Directions for this task = Render the stretch of records from the line containing "Verification task: confirm whether any dark" through the line containing "left=185, top=30, right=205, bottom=61" as a two-column CSV with the headers record and answer. Give one row for each record, with its text and its answer each in a single quoted field and any line breaks turned into spaces.

Record extracts =
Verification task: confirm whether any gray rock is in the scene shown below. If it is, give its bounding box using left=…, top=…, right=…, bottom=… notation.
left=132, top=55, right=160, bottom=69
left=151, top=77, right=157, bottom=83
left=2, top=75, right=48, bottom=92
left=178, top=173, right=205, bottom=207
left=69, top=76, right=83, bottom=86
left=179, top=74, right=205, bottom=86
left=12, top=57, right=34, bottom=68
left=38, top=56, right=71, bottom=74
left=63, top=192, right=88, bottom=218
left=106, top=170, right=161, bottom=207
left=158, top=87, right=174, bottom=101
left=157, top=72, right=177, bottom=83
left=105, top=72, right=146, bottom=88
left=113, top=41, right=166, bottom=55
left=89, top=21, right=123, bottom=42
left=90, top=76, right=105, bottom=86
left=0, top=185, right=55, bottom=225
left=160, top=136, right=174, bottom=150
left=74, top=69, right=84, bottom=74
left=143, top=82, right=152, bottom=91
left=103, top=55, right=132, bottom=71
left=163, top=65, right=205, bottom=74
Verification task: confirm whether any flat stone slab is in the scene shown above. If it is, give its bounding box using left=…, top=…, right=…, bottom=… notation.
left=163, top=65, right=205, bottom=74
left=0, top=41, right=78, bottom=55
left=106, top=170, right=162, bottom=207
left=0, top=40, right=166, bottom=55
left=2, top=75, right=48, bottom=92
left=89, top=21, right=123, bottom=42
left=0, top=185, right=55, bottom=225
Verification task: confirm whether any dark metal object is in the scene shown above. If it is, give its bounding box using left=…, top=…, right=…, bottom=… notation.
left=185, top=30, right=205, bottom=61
...
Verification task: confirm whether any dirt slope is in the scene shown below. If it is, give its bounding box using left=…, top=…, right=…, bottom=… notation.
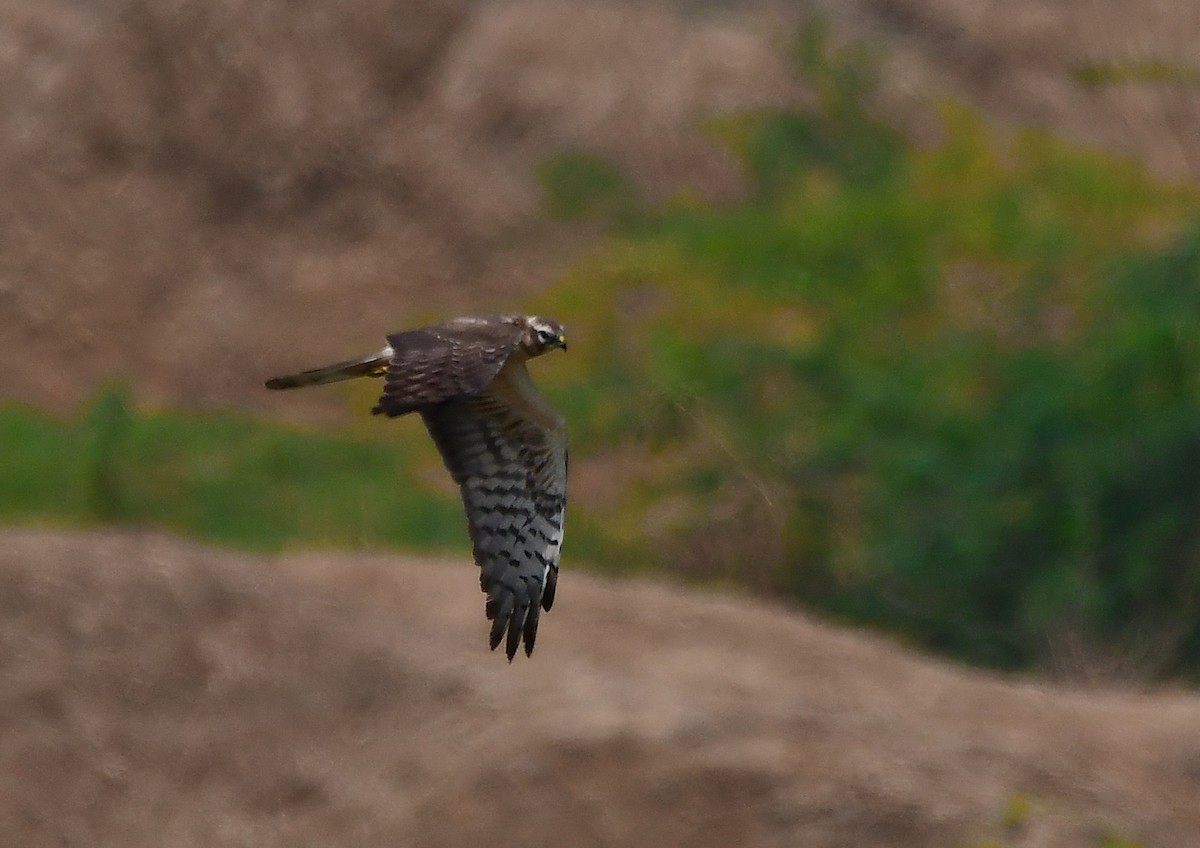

Answer =
record,answer
"Verification task: confirm whether any dark metal object is in the scene shown above. If it is, give its bounding box using left=…, top=…, right=…, bottom=… notation.","left=185, top=30, right=205, bottom=61"